ФРАГМЕНТ СТРАНИЦЫ:
Психологически оправдана и двойственность Мечика в эпизоде с корейцем. Его порыв: "Нет, нет, это жестоко, это слишком жестоко",- на первый взгляд терпит фиаско: " Мечик знал, что сам никогда не поступил бы так с корейцем, но свинью он ел вместе со всеми, потому что был голоден". Эта фраза - "ел со всеми" - трактовалась как авторское обвинение герою в лицемерии и непоследовательности. Фадеев якобы одною фразой убивает так называемый "гуманизм" Мечика. Но так ли это? Нет в тексте этого "убивает", и гуманизм героя не стоило определять как "так называемый гуманизм", как будто речь шла о нацистских преступниках, разглагольствующих о благотворности печей в Освенциме. В словах "ел вместе со всеми" - суровая правда жизни, понимание того, что слаб человек и что он сам это осознает. Неопровержимым доказательством "вины" Мечика, таким образом, как это показано на протяжении всего повествования, остается лишь эгоистичность: "Я вовсе не обязан страдать за других", что не может превратить героя в хрестоматийного предателя.

СТРОКИ:
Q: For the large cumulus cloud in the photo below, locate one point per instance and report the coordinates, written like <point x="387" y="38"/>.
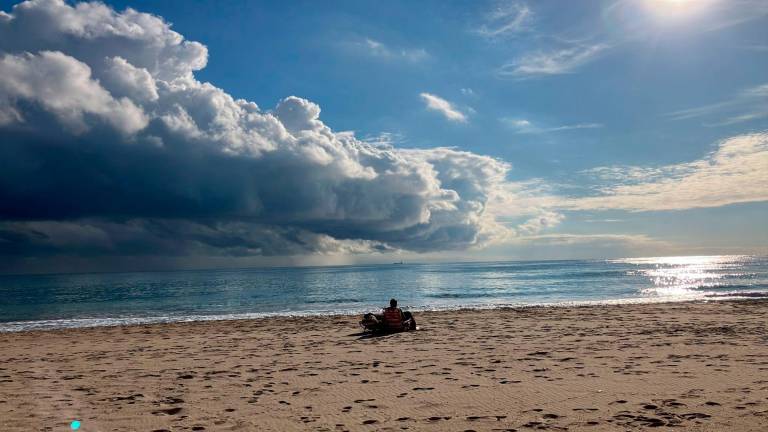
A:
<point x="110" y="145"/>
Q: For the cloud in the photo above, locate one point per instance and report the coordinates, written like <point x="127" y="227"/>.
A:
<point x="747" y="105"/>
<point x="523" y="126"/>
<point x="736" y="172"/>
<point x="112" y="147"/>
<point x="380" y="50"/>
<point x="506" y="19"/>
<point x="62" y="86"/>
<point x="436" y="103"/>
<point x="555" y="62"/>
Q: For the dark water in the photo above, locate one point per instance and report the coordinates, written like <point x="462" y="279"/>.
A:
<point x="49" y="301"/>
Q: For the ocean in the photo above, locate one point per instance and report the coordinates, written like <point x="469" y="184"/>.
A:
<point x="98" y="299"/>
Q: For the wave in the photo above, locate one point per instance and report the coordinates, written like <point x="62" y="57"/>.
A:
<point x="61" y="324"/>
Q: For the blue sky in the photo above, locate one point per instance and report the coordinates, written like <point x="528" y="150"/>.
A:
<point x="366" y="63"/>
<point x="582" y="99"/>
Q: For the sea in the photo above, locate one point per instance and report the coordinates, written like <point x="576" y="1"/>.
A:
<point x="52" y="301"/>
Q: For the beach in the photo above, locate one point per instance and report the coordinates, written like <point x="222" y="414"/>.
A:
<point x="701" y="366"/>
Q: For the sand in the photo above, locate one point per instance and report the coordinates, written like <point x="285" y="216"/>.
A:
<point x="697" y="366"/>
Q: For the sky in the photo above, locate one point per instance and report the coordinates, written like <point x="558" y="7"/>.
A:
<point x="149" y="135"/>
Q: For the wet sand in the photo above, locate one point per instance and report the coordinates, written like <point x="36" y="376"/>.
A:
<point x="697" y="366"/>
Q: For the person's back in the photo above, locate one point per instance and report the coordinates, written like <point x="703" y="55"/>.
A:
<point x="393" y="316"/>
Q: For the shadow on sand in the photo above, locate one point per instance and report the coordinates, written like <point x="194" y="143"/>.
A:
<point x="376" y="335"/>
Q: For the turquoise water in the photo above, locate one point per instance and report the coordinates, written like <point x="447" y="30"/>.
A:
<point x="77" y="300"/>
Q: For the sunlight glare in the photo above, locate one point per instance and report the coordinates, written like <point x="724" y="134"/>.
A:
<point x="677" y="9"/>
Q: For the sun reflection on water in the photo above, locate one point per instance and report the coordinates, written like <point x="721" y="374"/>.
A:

==

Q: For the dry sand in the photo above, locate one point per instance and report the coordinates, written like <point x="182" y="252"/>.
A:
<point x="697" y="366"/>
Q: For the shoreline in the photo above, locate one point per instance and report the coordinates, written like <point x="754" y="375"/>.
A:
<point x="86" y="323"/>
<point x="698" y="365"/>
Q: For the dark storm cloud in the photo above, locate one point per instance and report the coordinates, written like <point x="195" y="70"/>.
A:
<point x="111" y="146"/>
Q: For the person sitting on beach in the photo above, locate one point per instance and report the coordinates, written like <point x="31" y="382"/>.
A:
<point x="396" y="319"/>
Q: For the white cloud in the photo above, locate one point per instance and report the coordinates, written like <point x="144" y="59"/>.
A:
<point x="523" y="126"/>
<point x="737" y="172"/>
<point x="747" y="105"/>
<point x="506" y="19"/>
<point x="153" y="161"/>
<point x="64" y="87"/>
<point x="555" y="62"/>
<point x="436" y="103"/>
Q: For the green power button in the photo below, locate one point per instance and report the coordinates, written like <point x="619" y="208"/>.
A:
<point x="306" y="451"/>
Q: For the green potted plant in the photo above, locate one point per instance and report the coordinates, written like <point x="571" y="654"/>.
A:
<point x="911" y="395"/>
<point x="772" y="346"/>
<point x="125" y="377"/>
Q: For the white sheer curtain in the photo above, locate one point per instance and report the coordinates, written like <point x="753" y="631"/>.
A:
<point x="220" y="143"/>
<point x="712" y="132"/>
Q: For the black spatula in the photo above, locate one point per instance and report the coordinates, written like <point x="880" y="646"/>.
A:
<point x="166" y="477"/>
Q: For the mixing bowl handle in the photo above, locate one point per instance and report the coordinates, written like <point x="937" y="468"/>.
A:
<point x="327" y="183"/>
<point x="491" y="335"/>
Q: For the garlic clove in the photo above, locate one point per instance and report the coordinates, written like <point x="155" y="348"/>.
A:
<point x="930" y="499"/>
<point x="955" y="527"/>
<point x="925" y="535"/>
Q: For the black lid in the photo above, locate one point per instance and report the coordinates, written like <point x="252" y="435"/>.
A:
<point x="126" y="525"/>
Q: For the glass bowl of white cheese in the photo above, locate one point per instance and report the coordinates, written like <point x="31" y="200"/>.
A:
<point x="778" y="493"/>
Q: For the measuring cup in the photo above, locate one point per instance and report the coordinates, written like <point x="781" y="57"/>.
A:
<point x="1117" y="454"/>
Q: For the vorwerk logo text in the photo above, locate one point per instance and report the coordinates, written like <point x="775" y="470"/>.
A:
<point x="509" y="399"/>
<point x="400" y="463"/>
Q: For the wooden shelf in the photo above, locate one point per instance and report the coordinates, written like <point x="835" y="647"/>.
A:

ЗАДАНИЕ: Какая фраза о Мечике, согласно фрагменту страницы, трактовалась как авторское обвинение герою в лицемерии и непоследовательности?

ОТВЕТ: Фраза «ел со всеми».